Kafka DC-DR Runbook

Scenario-by-scenario procedures for operating a Kafka workload in cross data center disaster recovery (DC-DR) mode. Each scenario lists the symptoms, what KubeDB does automatically, how to verify, and the action to take.

Read the User Guide for the concepts and commands referenced here. Throughout, <coord> is the coordination control plane kubeconfig, and kf-dcdr/demo are the example database and namespace.

New to KubeDB? Please start here.

Quick reference

# Active DC, phase, and per-DC view:
kubectl get kafka -n demo kf-dcdr -o jsonpath='{.status.disasterRecovery}' | jq

# Lease holder (the DC the coordination plane makes the active write cluster):
kubectl --kubeconfig <coord> -n dc-failover get lease primary-dc -o jsonpath='{.spec.holderIdentity}'

# Per-DC brokers, roles, and DCs:
kubectl get pods -n demo -l app.kubernetes.io/instance=kf-dcdr -L kubedb.com/role,open-cluster-management.io/cluster-name

# MM2 connector status on the standby's ConnectCluster:
kubectl get connector -n demo -l app.kubernetes.io/instance=kf-dcdr

Golden rules:

  • The Lease decides the active write cluster. Exactly one DC is writable: true in status.disasterRecovery at any instant.
  • The produce fence fails closed. A cluster that cannot confirm it holds the Lease denies producer writes, so a partitioned old-active cluster stops taking writes on its own.
  • MM2 is asynchronous. An unplanned failover loses the un-mirrored tail (bounded by MM2 lag). Only a drained planned switchover is zero record loss.

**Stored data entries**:
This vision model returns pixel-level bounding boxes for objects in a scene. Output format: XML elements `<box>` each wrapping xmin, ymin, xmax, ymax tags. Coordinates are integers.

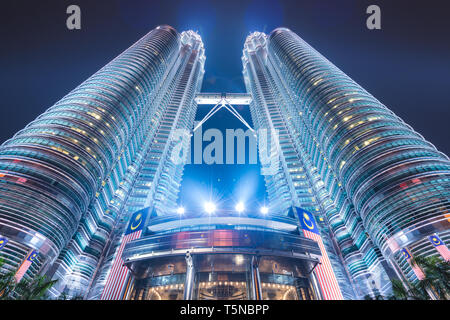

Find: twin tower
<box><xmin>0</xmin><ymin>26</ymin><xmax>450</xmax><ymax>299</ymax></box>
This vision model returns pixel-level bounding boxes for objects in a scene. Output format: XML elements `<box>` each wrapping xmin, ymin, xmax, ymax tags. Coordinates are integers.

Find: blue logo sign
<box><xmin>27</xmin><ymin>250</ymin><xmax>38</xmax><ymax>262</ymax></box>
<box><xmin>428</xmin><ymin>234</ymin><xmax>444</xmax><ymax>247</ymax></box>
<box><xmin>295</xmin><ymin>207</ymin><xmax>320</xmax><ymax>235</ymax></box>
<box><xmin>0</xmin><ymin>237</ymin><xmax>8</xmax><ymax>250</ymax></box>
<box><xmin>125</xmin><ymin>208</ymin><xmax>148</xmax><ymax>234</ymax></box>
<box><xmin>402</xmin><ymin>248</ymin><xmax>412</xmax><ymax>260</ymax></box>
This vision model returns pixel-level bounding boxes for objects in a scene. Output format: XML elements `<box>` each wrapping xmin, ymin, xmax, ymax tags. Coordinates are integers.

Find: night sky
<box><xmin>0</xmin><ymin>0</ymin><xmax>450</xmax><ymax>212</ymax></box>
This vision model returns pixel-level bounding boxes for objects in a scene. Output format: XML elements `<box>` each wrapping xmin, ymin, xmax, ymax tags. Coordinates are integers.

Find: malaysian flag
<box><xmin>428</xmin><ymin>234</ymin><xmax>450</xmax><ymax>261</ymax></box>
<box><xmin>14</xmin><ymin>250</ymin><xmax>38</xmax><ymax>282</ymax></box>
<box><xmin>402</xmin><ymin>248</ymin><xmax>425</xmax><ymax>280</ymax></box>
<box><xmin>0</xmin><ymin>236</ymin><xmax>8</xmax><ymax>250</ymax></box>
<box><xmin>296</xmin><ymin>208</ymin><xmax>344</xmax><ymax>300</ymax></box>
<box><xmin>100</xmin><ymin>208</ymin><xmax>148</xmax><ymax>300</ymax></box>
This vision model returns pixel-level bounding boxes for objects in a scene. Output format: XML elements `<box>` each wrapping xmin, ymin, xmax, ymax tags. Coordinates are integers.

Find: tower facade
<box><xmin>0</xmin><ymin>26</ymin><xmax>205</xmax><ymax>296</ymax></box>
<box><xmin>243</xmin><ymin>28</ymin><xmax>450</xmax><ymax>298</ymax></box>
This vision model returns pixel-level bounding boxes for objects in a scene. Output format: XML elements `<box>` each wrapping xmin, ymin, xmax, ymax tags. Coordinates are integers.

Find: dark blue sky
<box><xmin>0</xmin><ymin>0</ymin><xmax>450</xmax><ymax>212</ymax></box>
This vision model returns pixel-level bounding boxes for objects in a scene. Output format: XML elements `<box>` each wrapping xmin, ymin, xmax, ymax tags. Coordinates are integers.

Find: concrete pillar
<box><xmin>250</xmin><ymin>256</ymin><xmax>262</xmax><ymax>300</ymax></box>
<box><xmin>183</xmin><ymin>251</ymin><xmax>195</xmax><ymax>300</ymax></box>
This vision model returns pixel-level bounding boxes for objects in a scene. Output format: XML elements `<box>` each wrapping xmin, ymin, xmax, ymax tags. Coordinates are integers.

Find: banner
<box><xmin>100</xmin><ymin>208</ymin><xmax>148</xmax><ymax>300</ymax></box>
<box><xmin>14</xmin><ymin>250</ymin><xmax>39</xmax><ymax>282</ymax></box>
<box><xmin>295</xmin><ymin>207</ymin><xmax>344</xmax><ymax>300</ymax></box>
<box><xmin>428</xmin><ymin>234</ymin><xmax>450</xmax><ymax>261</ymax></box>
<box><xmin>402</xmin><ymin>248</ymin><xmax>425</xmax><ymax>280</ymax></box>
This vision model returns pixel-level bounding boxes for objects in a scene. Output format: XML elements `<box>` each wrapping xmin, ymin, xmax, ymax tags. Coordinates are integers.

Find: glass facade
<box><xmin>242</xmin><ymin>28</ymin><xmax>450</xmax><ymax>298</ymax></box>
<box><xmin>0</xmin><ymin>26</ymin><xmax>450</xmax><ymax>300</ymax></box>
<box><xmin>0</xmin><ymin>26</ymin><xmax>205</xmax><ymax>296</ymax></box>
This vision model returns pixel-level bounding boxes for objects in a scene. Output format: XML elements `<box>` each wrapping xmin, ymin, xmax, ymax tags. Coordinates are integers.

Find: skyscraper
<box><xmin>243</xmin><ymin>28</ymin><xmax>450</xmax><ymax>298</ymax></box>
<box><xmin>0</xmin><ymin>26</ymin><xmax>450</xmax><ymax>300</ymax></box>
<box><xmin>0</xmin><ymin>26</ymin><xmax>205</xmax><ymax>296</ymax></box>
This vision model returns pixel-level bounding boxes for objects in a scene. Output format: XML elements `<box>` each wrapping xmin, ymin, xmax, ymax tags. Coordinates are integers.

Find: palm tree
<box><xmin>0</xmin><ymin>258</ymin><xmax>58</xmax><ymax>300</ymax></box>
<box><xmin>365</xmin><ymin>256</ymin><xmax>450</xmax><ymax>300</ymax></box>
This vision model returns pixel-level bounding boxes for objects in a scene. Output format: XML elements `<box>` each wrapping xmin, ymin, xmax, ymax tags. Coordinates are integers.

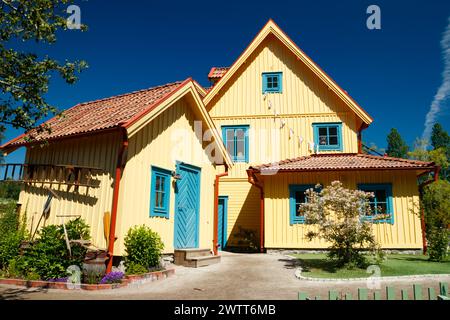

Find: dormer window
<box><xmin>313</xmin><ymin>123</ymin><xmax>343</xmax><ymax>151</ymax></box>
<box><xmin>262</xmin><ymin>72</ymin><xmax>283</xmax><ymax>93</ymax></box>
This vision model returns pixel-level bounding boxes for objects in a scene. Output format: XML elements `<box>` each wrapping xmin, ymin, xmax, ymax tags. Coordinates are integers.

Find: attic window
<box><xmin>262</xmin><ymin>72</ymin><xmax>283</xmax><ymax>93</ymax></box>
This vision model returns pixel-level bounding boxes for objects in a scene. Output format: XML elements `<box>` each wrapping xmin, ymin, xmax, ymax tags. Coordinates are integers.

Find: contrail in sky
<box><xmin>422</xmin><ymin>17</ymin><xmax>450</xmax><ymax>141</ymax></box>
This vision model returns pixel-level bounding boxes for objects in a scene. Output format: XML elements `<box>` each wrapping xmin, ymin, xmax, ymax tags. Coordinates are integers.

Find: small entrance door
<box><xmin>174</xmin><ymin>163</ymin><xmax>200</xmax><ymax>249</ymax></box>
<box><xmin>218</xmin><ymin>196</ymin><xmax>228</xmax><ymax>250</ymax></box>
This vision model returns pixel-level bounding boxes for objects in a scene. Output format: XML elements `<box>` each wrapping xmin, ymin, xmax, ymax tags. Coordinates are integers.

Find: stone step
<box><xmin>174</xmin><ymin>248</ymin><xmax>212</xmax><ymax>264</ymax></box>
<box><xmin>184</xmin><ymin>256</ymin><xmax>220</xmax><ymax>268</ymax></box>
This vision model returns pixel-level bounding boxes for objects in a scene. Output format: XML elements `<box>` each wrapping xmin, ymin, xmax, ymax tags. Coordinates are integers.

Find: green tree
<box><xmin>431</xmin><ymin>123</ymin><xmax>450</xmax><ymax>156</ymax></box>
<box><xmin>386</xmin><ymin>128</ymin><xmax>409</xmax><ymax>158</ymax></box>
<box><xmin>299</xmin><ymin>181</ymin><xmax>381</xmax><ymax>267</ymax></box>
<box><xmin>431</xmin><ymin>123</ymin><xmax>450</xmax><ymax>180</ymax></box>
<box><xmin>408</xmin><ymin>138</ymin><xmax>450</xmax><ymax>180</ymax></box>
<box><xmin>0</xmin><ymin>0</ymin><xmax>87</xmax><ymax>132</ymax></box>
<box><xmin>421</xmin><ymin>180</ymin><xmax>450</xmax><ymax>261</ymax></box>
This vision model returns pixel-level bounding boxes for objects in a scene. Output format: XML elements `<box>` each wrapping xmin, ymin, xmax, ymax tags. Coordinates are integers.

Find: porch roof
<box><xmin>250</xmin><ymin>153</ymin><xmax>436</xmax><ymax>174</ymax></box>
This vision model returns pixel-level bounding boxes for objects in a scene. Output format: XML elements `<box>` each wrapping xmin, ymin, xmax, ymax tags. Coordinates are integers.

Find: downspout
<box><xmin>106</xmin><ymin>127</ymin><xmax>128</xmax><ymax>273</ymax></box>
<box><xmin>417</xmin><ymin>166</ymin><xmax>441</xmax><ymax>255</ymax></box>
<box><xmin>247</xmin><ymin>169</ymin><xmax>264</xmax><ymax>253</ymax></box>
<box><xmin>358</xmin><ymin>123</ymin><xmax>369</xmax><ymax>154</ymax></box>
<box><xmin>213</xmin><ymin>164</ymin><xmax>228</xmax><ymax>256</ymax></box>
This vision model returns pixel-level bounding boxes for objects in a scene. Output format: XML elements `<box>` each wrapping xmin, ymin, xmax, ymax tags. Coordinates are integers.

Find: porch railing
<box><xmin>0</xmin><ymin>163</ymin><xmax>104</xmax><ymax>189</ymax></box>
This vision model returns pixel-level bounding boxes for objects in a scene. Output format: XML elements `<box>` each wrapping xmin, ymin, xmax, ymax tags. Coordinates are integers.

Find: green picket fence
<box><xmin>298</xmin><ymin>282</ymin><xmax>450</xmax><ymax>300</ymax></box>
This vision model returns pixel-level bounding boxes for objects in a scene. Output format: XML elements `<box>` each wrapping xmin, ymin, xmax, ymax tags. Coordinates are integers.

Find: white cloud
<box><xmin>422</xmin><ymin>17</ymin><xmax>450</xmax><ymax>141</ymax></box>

**Required tasks**:
1. List the items that the Kafka DC-DR runbook says each scenario covers.
2. In the Kafka DC-DR runbook, take the part that opens with the words containing "# Per-DC brokers, roles, and" and closes with "zero record loss.". Substitute "Lock" for "Lease" throughout that part and write it out again.

**Solved problems**:
1.
- The symptoms
- What KubeDB does automatically
- How to verify
- The action to take

2.
# Per-DC brokers, roles, and DCs:
kubectl get pods -n demo -l app.kubernetes.io/instance=kf-dcdr -L kubedb.com/role,open-cluster-management.io/cluster-name

# MM2 connector status on the standby's ConnectCluster:
kubectl get connector -n demo -l app.kubernetes.io/instance=kf-dcdr

Golden rules:

  • The Lock decides the active write cluster. Exactly one DC is writable: true in status.disasterRecovery at any instant.
  • The produce fence fails closed. A cluster that cannot confirm it holds the Lock denies producer writes, so a partitioned old-active cluster stops taking writes on its own.
  • MM2 is asynchronous. An unplanned failover loses the un-mirrored tail (bounded by MM2 lag). Only a drained planned switchover is zero record loss.